[PROBLEMS]:
A) Extract the stretch from "I know that" through "in the pipeline?" in the forum post about sub.sample, copying it word for word.
B) Write a continuation of the forum post about sub.sample, starting after its last line.

Question about sub.sample

Dear Pat,

I know that you do not advise to remove the singletons, but I would like to test the pipeline with and without removing the singletons. Thus, I am not sure about the sub.sample script. I am following more or less the MiSeqs SOP. Thus, the scripts that I am doing are: … pre.cluster -> chimera.uchime -> remove.seqs -> summary.seqs -> pcr.seqs ->
classify.seqs -> remove.lineage -> count.groups -> sub.sample -> rename.file -> cluster.split -> cluster.split -> make.shared -> filter.shared -> sub.sample -> summary.single…
I am not sure whether or not to maintain the first “sub.sample” after the “count.groups” in the pipeline?
Thanks in advance!

[DATA LINES]:
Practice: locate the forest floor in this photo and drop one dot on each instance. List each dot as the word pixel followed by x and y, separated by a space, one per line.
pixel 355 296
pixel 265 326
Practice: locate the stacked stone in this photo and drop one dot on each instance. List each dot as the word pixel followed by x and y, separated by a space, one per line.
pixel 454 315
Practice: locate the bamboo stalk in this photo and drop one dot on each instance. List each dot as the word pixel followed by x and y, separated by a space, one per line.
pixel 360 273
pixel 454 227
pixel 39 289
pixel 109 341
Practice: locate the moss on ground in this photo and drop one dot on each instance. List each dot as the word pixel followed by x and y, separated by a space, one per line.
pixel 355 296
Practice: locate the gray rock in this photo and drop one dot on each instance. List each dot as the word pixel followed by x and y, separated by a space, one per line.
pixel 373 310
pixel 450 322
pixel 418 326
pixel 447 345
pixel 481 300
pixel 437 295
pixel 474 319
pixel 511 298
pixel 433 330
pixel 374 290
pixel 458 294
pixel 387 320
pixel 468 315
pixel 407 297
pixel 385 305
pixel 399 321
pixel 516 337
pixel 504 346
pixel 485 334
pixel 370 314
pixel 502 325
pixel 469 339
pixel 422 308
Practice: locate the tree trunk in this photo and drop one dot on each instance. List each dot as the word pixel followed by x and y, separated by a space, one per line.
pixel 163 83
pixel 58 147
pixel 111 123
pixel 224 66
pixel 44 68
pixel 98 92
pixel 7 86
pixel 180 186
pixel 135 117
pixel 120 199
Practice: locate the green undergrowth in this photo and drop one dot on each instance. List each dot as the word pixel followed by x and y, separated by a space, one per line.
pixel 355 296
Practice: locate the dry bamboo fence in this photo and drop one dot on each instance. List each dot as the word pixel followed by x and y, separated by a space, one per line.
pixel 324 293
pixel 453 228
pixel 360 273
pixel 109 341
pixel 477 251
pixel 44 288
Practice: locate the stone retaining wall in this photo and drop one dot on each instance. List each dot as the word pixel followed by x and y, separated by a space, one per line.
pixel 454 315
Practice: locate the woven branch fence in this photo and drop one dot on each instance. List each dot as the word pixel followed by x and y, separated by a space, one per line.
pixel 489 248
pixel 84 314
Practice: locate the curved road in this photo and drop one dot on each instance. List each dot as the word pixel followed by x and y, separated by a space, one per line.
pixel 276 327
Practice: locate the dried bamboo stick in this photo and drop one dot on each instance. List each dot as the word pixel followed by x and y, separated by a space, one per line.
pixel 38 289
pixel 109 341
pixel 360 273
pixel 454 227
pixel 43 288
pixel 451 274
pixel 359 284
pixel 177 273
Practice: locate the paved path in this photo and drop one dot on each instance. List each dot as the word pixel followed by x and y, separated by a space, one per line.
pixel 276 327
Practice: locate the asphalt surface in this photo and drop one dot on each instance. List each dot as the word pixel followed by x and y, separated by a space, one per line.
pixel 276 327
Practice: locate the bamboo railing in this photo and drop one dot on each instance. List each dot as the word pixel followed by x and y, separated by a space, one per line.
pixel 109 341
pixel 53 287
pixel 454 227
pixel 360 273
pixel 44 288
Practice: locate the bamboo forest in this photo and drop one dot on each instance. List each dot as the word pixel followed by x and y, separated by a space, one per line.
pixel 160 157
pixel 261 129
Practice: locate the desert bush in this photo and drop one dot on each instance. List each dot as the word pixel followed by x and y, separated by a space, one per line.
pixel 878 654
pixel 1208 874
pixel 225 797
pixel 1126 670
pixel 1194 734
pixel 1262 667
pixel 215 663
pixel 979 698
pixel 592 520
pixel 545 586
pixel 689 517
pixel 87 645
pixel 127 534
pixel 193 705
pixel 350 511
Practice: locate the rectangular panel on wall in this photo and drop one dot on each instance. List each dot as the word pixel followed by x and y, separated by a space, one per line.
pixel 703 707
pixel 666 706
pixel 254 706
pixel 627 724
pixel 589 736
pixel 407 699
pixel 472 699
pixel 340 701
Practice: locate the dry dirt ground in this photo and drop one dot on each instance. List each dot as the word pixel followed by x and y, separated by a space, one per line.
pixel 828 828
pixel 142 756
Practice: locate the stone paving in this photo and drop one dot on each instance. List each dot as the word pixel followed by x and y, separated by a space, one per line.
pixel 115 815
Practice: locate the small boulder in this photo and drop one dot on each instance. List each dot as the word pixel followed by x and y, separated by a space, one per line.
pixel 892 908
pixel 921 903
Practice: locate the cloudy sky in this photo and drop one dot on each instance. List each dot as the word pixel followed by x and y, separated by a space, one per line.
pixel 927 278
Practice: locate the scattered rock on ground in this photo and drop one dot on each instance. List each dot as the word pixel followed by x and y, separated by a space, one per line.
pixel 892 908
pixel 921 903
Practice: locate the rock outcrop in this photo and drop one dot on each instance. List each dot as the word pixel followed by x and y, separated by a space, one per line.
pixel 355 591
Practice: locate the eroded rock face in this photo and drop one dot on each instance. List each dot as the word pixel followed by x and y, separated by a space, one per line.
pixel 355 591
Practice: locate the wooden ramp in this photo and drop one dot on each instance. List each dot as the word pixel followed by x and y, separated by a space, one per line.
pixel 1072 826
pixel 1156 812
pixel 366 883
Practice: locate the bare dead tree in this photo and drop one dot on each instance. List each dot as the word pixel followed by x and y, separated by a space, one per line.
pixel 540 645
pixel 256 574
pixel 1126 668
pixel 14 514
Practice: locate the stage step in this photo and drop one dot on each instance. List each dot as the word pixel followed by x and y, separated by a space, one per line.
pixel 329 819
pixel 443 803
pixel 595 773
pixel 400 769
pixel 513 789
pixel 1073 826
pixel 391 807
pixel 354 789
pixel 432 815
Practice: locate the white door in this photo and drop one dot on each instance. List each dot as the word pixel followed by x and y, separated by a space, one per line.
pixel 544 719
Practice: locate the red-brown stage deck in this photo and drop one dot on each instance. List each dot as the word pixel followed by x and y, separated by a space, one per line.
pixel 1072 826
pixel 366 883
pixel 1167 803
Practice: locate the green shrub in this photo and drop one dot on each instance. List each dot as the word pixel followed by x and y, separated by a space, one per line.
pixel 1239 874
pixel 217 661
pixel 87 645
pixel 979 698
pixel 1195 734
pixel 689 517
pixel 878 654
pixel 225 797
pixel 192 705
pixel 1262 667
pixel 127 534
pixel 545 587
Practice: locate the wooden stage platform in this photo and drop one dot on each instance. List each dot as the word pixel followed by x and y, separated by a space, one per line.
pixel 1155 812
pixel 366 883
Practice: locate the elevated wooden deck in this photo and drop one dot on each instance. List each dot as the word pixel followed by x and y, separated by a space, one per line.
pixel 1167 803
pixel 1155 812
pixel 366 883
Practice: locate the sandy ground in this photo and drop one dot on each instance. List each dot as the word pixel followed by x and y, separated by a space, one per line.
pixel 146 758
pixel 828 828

[ANSWERS BY TASK]:
A)
I know that you do not advise to remove the singletons, but I would like to test the pipeline with and without removing the singletons. Thus, I am not sure about the sub.sample script. I am following more or less the MiSeqs SOP. Thus, the scripts that I am doing are: … pre.cluster -> chimera.uchime -> remove.seqs -> summary.seqs -> pcr.seqs ->
classify.seqs -> remove.lineage -> count.groups -> sub.sample -> rename.file -> cluster.split -> cluster.split -> make.shared -> filter.shared -> sub.sample -> summary.single…
I am not sure whether or not to maintain the first “sub.sample” after the “count.groups” in the pipeline?

B)
Hi Cris,

sub.sample doesn’t remove singletons - it subsamples all of the samples to have the same number of reads. You likely want remove.rare. If you want to use it the way other programs do, you would insert it after the pre.cluster step and before chimera checking.


Hi Pat,

Very true!
Whether I got it right from your reply, I should keep the first sub.sample as it is and then after per.cluster and before chimera.uchime I should use remove.rare(list=current, nseqs=2, label=0.10), should I leave label=0.10 or change to 0.03 as I am using 0.03 for OTU?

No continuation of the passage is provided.